[Recorded data]

══════

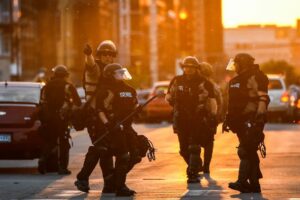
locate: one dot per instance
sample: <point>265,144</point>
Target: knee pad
<point>242,153</point>
<point>123,158</point>
<point>183,153</point>
<point>194,149</point>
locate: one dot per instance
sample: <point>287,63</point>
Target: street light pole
<point>153,41</point>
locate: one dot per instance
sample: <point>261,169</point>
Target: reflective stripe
<point>90,83</point>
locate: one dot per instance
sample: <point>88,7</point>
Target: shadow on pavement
<point>211,191</point>
<point>246,196</point>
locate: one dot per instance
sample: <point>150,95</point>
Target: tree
<point>280,67</point>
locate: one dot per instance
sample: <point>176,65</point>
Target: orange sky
<point>281,12</point>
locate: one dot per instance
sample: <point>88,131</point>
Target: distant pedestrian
<point>58,99</point>
<point>247,110</point>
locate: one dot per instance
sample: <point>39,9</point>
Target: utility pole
<point>125,26</point>
<point>153,41</point>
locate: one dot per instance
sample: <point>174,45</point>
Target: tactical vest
<point>55,94</point>
<point>241,94</point>
<point>187,91</point>
<point>120,101</point>
<point>91,79</point>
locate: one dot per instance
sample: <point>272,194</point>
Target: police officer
<point>206,70</point>
<point>58,98</point>
<point>115,101</point>
<point>189,94</point>
<point>247,107</point>
<point>93,75</point>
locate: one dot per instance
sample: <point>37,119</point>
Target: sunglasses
<point>108,53</point>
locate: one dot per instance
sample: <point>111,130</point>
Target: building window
<point>4,44</point>
<point>4,11</point>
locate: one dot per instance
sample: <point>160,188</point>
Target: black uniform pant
<point>57,144</point>
<point>249,169</point>
<point>114,174</point>
<point>208,145</point>
<point>189,143</point>
<point>94,156</point>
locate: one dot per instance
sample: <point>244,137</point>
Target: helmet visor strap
<point>231,65</point>
<point>122,74</point>
<point>108,53</point>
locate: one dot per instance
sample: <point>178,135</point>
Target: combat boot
<point>82,185</point>
<point>124,192</point>
<point>64,172</point>
<point>193,179</point>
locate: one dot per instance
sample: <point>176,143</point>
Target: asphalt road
<point>165,178</point>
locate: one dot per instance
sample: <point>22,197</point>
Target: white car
<point>279,98</point>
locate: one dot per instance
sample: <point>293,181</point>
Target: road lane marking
<point>195,193</point>
<point>228,169</point>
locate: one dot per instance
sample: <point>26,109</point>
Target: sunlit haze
<point>280,12</point>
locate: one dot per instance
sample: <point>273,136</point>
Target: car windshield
<point>20,94</point>
<point>163,88</point>
<point>275,84</point>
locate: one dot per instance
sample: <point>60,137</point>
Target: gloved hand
<point>112,127</point>
<point>87,50</point>
<point>212,121</point>
<point>225,127</point>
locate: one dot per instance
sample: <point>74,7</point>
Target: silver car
<point>279,97</point>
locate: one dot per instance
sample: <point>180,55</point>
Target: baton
<point>137,110</point>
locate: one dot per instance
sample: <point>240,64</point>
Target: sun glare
<point>241,12</point>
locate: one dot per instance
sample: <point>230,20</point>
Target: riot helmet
<point>106,47</point>
<point>206,69</point>
<point>117,72</point>
<point>190,61</point>
<point>240,62</point>
<point>60,71</point>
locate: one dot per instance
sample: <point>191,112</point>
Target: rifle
<point>137,110</point>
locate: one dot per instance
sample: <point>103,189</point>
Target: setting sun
<point>280,12</point>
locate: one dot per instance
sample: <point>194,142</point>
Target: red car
<point>19,123</point>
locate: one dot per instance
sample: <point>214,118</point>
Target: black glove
<point>225,127</point>
<point>87,50</point>
<point>212,120</point>
<point>112,127</point>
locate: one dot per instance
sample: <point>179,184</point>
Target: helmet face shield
<point>231,66</point>
<point>122,74</point>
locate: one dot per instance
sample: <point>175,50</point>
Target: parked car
<point>159,109</point>
<point>81,94</point>
<point>294,103</point>
<point>19,122</point>
<point>279,98</point>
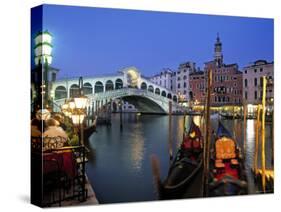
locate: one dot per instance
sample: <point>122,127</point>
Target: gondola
<point>230,115</point>
<point>227,172</point>
<point>187,163</point>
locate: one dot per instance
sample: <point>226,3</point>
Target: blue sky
<point>92,41</point>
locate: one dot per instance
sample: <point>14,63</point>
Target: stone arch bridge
<point>127,84</point>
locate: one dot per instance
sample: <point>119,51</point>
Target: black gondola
<point>187,163</point>
<point>227,172</point>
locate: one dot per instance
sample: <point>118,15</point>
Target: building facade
<point>182,80</point>
<point>226,79</point>
<point>253,81</point>
<point>164,79</point>
<point>197,84</point>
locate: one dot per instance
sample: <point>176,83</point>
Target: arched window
<point>98,87</point>
<point>157,91</point>
<point>109,85</point>
<point>169,96</point>
<point>60,92</point>
<point>150,88</point>
<point>87,88</point>
<point>118,84</point>
<point>143,86</point>
<point>74,90</point>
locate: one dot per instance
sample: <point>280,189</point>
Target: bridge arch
<point>163,93</point>
<point>157,91</point>
<point>74,90</point>
<point>99,88</point>
<point>143,86</point>
<point>109,86</point>
<point>87,88</point>
<point>151,88</point>
<point>118,83</point>
<point>60,92</point>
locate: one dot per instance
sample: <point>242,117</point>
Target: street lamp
<point>75,109</point>
<point>43,48</point>
<point>43,56</point>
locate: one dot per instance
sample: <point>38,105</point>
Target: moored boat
<point>227,172</point>
<point>187,163</point>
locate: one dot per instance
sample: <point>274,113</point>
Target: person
<point>54,136</point>
<point>36,125</point>
<point>59,118</point>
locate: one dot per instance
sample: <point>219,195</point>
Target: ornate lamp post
<point>75,109</point>
<point>43,56</point>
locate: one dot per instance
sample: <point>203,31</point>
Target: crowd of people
<point>51,130</point>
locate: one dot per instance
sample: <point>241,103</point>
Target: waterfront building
<point>227,79</point>
<point>197,87</point>
<point>253,82</point>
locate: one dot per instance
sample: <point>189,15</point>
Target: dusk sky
<point>94,41</point>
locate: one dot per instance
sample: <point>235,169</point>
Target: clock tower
<point>218,57</point>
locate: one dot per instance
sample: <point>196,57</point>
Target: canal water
<point>119,166</point>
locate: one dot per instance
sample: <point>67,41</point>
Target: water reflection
<point>119,164</point>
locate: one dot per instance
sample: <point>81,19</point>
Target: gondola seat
<point>225,149</point>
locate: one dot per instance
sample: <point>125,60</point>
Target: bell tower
<point>218,57</point>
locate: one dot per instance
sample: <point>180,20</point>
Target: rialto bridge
<point>127,84</point>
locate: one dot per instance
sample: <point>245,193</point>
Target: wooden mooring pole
<point>245,129</point>
<point>263,134</point>
<point>257,141</point>
<point>170,133</point>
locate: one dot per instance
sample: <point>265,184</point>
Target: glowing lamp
<point>77,118</point>
<point>43,48</point>
<point>71,105</point>
<point>43,114</point>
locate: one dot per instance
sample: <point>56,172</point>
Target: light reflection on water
<point>119,163</point>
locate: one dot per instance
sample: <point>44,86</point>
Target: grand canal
<point>119,166</point>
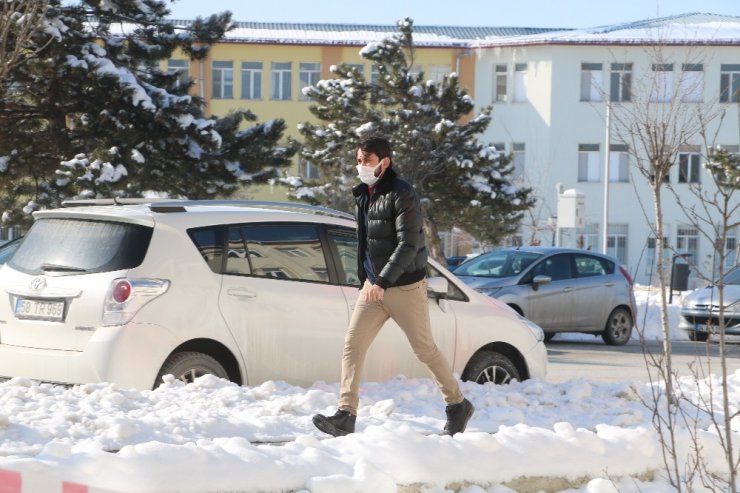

══════

Problem to solve >> Show every line from the recorded data above that contains the word "bridge".

The solution >>
Target: stone arch bridge
Target: bridge arch
Target: rialto bridge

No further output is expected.